→ **Given exercise**
Copy out the items between the line holding "Where can the american" and the line holding "pixel 751 159", inclusive, with nothing changed.
⟨
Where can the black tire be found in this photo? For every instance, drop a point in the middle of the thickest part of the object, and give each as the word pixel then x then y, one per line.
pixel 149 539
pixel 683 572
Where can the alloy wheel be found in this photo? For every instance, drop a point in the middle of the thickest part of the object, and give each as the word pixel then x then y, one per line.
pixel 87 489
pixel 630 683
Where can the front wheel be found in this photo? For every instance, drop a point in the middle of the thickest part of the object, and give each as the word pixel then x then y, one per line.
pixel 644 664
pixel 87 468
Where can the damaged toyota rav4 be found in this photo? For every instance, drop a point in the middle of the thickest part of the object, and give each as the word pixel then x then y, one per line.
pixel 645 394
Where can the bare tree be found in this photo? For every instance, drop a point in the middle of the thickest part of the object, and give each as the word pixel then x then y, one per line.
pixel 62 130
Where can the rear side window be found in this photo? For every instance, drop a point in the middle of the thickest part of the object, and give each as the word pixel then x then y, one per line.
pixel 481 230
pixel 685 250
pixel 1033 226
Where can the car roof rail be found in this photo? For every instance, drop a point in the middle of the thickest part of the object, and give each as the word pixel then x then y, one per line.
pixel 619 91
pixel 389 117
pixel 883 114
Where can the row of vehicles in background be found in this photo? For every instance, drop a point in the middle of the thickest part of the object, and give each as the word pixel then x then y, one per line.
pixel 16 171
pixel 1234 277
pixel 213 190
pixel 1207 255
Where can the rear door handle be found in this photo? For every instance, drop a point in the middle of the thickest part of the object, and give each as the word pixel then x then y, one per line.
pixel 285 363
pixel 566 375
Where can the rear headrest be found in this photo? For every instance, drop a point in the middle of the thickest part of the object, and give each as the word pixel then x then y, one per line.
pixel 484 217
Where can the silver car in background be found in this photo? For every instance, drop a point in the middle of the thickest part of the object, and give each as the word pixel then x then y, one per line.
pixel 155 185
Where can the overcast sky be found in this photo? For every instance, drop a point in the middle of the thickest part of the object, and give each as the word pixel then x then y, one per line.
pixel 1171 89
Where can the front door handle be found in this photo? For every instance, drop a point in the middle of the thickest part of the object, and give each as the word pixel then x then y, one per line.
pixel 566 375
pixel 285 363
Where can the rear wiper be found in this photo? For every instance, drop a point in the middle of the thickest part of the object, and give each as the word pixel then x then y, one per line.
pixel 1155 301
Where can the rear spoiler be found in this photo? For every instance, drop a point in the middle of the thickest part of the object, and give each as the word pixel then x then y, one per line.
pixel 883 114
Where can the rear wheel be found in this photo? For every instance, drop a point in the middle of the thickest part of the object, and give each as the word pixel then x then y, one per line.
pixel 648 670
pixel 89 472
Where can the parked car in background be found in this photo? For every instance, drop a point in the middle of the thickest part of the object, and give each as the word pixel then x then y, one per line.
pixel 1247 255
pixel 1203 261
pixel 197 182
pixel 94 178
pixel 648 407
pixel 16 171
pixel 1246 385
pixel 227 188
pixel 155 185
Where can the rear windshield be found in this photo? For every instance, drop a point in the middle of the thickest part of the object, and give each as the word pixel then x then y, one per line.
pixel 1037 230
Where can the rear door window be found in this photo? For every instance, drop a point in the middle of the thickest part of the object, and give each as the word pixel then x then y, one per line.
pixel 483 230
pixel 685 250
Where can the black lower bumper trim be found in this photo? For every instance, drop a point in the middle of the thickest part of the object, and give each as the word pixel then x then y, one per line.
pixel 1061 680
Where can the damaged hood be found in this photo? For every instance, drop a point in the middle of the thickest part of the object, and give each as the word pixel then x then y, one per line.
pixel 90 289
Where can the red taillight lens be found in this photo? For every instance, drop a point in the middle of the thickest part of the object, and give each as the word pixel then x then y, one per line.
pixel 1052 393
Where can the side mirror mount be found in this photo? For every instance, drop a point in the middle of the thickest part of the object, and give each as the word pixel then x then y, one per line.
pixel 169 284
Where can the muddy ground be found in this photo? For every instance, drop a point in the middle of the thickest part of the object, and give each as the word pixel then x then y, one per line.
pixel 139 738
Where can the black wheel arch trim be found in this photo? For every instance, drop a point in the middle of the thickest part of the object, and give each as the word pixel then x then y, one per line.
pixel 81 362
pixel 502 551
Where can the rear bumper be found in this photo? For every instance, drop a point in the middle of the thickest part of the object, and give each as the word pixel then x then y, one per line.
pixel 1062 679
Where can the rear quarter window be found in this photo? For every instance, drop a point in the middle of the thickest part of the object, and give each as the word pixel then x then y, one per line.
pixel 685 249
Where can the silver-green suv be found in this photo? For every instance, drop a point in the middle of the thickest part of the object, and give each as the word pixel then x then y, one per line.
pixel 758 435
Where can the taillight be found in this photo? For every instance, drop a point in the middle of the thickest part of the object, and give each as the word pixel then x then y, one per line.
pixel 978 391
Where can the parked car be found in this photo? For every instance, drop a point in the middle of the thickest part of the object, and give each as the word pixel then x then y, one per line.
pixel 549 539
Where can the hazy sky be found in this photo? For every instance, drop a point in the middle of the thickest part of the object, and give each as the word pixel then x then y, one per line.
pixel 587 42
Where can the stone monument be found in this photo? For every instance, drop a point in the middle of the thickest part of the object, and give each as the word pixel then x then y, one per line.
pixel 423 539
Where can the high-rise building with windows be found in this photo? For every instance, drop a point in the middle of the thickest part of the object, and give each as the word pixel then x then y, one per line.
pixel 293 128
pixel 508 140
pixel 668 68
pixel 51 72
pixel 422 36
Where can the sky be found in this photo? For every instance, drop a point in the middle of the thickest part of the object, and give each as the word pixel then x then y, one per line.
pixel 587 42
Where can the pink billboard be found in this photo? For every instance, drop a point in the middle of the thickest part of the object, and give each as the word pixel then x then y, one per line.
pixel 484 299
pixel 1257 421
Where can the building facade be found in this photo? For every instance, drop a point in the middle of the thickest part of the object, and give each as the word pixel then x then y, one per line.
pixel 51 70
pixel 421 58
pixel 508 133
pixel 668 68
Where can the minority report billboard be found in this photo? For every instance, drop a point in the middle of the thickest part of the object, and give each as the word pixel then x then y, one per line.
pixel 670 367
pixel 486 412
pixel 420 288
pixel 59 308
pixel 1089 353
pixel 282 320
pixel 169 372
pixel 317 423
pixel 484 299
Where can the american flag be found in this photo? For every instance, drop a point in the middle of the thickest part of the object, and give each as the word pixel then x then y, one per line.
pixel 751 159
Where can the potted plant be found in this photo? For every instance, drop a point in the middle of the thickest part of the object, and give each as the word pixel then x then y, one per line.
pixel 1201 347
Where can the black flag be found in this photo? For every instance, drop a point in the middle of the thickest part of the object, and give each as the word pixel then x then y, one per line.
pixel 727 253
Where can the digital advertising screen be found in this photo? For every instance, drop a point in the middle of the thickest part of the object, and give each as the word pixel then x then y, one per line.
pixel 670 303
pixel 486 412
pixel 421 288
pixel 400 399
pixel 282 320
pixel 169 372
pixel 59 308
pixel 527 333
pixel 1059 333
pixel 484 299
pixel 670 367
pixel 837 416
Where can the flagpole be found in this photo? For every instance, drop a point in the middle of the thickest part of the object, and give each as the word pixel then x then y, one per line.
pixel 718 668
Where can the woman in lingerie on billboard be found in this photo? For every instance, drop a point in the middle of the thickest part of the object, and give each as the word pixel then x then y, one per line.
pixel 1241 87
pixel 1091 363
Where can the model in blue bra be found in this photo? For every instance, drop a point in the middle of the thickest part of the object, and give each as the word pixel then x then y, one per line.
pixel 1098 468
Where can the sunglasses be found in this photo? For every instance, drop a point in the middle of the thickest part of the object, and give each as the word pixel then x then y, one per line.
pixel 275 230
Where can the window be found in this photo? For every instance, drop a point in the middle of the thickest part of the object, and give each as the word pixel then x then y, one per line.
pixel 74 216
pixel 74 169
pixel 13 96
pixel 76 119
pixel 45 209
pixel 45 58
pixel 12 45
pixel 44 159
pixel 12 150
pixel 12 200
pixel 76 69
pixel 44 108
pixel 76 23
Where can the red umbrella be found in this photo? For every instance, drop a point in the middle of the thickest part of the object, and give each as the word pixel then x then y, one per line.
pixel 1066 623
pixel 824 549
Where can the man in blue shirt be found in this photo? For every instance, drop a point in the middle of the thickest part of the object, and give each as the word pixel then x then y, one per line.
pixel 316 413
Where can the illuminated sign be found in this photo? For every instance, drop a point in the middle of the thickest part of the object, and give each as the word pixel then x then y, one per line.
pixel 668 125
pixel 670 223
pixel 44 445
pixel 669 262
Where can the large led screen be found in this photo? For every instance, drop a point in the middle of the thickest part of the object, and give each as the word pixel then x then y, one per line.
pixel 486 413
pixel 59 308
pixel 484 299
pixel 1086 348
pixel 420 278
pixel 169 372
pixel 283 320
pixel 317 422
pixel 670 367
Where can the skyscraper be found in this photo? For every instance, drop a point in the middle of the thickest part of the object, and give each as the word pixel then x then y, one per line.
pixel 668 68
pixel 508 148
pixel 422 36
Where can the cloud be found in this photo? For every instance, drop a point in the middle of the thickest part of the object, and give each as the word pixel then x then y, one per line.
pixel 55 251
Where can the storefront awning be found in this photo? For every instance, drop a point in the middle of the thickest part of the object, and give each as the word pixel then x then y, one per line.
⟩
→ **Full output**
Where can the american flag be found in this photo? For every instance, drop a point in the middle of the thickest part of the object, and give each as the word pixel then x then y, one per line.
pixel 751 159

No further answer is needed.